→ **Exercise prompt**:
List every line of the material below that contains the string "rough", matching case exactly.

→ **Material shown**:
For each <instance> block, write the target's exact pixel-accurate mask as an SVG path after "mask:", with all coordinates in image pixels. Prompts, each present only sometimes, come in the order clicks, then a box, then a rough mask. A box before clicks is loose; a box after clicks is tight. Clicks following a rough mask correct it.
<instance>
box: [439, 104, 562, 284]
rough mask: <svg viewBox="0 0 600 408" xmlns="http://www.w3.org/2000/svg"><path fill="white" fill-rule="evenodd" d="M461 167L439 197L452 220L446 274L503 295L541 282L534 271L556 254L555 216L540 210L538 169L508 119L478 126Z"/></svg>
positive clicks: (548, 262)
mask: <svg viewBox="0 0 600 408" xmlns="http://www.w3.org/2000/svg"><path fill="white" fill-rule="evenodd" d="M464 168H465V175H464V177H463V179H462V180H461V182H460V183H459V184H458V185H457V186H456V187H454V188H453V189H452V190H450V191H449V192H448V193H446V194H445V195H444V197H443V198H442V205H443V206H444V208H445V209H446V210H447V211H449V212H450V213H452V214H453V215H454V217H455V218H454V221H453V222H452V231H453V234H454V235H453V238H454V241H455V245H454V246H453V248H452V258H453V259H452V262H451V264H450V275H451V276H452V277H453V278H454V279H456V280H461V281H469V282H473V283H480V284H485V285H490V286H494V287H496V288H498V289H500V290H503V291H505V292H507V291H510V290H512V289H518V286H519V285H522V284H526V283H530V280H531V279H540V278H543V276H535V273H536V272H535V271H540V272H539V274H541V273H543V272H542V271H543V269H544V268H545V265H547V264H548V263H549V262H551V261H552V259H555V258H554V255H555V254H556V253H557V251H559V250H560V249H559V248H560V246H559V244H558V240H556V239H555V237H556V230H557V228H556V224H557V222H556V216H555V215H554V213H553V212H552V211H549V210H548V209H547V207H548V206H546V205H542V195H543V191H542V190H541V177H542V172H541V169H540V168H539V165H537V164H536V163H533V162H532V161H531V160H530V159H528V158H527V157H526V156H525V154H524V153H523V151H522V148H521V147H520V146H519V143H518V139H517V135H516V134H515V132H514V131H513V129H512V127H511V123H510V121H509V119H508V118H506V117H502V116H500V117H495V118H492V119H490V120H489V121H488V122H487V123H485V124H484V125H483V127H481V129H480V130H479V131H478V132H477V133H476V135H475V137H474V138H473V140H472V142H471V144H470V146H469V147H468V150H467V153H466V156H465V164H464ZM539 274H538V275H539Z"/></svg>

→ **Exercise response**:
For each <instance> block, write the target's exact pixel-accurate mask as an SVG path after "mask:", with all coordinates in image pixels. Prompts, each present only sometimes, come in the order clicks, then a box, then a rough mask. A box before clicks is loose; a box after clicks is tight. Clicks following a rough mask correct it.
rough mask: <svg viewBox="0 0 600 408" xmlns="http://www.w3.org/2000/svg"><path fill="white" fill-rule="evenodd" d="M461 167L439 197L452 220L446 274L503 295L541 282L534 271L556 254L555 216L540 210L538 169L508 119L478 126Z"/></svg>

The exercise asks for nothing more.